> _Exercise goal_: Copy the items below verbatim, with every line kept as it stands.

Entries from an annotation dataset
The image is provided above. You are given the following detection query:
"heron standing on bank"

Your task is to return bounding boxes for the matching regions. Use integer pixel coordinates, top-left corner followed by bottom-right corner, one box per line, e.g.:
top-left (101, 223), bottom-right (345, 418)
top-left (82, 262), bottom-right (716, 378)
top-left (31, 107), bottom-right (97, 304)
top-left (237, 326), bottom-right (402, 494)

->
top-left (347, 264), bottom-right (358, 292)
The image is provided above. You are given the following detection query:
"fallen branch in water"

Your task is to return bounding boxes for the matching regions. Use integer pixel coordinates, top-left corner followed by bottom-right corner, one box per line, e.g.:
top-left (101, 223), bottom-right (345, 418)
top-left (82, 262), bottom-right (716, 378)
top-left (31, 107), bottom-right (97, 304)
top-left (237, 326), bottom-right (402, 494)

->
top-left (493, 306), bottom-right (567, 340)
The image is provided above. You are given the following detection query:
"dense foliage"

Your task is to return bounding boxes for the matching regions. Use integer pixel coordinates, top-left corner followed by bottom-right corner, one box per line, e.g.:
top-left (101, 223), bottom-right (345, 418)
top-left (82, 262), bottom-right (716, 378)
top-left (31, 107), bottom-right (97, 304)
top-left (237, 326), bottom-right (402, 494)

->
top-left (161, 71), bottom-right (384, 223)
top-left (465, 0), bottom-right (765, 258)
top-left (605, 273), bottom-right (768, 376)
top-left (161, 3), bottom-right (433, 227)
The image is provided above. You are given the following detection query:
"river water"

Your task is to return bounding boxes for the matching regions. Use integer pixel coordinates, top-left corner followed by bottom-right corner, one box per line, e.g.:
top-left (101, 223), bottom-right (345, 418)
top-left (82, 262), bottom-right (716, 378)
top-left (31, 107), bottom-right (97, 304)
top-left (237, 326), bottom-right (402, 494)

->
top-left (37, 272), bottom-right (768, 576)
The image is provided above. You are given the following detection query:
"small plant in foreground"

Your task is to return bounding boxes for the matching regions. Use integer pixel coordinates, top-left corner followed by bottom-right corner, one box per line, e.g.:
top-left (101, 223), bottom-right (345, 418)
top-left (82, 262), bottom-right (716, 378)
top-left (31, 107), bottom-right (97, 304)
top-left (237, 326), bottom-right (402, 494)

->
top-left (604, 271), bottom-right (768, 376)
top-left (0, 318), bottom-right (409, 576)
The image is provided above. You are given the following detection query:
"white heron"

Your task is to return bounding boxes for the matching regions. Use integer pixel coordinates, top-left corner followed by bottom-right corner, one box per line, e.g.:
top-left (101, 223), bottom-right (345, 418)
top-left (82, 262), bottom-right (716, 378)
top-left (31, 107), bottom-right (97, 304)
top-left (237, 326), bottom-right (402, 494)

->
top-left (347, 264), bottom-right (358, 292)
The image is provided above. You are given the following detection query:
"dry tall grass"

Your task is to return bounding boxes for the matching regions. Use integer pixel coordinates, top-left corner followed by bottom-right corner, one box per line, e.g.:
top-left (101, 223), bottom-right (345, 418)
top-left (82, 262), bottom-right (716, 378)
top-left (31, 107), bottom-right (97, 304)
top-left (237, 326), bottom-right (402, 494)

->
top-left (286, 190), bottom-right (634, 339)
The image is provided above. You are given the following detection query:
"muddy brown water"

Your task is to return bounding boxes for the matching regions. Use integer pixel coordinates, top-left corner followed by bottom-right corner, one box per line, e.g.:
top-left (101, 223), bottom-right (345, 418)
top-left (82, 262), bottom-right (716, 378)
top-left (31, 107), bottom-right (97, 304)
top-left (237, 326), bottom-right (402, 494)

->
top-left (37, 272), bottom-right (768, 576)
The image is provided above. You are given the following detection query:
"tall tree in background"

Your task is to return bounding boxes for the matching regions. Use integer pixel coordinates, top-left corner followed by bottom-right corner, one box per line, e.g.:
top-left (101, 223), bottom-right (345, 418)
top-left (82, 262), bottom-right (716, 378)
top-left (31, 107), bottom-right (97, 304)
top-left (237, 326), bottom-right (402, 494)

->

> _Exercise solution_:
The image is provided above. You are given the following detection query:
"heron standing on bank"

Your task is to return bounding boxes for the matching regions. Use integer pixel coordinates, top-left corner followed by bottom-right corner, one box per line, e.g.:
top-left (101, 223), bottom-right (345, 418)
top-left (82, 262), bottom-right (716, 378)
top-left (31, 107), bottom-right (97, 304)
top-left (237, 326), bottom-right (402, 494)

->
top-left (347, 264), bottom-right (358, 292)
The image is provided above. You are given the following detection query:
"fallen branch in water"

Your task is to return bounding boxes for the matching regions. Use integer pixel coordinates, top-left corner followed by bottom-right corner, one box per line, e.g.:
top-left (101, 223), bottom-right (345, 418)
top-left (82, 262), bottom-right (716, 378)
top-left (31, 107), bottom-right (97, 304)
top-left (237, 326), bottom-right (402, 494)

->
top-left (493, 306), bottom-right (567, 340)
The image is provided above. You are given the following detection query:
"dense foliage"

Your task is to return bounding boxes for the matching regions. Use integer pixel coordinates, top-left corner followed by bottom-right corner, one box per line, e.g.:
top-left (101, 223), bottom-right (345, 418)
top-left (82, 262), bottom-right (716, 378)
top-left (31, 107), bottom-right (97, 304)
top-left (237, 326), bottom-right (402, 494)

->
top-left (161, 71), bottom-right (384, 223)
top-left (465, 0), bottom-right (765, 258)
top-left (605, 273), bottom-right (768, 376)
top-left (161, 3), bottom-right (433, 227)
The image is provided above. You are given the following detection query:
"river water"

Your task is to return bounding boxes for the matching regions. Use integer pixel coordinates, top-left corner followed by bottom-right corner, one box per line, e.g.:
top-left (101, 223), bottom-right (345, 418)
top-left (82, 262), bottom-right (716, 378)
top-left (31, 107), bottom-right (97, 304)
top-left (237, 326), bottom-right (402, 494)

->
top-left (37, 272), bottom-right (768, 576)
The image is provided above. You are given the following detection query:
"small plant in foreground"

Your task is to return bounding boxes for the matching regions. Use integer pixel coordinates, top-left corner followed by bottom-right corner, one box per line, e.g.:
top-left (101, 223), bottom-right (345, 418)
top-left (82, 262), bottom-right (716, 378)
top-left (31, 107), bottom-right (97, 304)
top-left (237, 326), bottom-right (402, 494)

->
top-left (604, 271), bottom-right (768, 376)
top-left (0, 318), bottom-right (409, 576)
The image is provided above. You are given the following detection query:
"white heron"

Your task is to return bounding boxes for the matching regions. Use integer pixel coordinates, top-left corner followed by bottom-right corner, one box per line, e.g.:
top-left (101, 223), bottom-right (345, 418)
top-left (82, 262), bottom-right (716, 378)
top-left (31, 107), bottom-right (97, 304)
top-left (237, 326), bottom-right (402, 494)

->
top-left (347, 264), bottom-right (358, 292)
The image is provided above. You are given the following detection query:
"dry tall grass"

Your task is to return bounding boxes for the matching regions. Use integer pixel coordinates, top-left corner followed by bottom-right corner, one box per line, e.g.:
top-left (101, 223), bottom-right (345, 418)
top-left (82, 262), bottom-right (716, 378)
top-left (31, 107), bottom-right (97, 304)
top-left (237, 326), bottom-right (402, 494)

->
top-left (286, 190), bottom-right (634, 339)
The image is provided above. You are given the following detection query:
"muddy brown water"

Your task is to return bounding boxes for the matching regions. Use integer pixel coordinates, top-left corner followed by bottom-right corner, one box per line, e.g.:
top-left (101, 223), bottom-right (345, 418)
top-left (82, 262), bottom-right (716, 378)
top-left (31, 107), bottom-right (97, 304)
top-left (237, 326), bottom-right (402, 494)

->
top-left (37, 272), bottom-right (768, 576)
The image is provided above. You are given the following detection query:
"tall tree in background"

Your task is to return bounding boxes for the matching regions. Use integer pixel coordinates, top-left corner followed by bottom-right corner, one box per line, e.g.:
top-left (101, 223), bottom-right (345, 418)
top-left (82, 262), bottom-right (716, 378)
top-left (31, 107), bottom-right (97, 304)
top-left (237, 326), bottom-right (402, 494)

->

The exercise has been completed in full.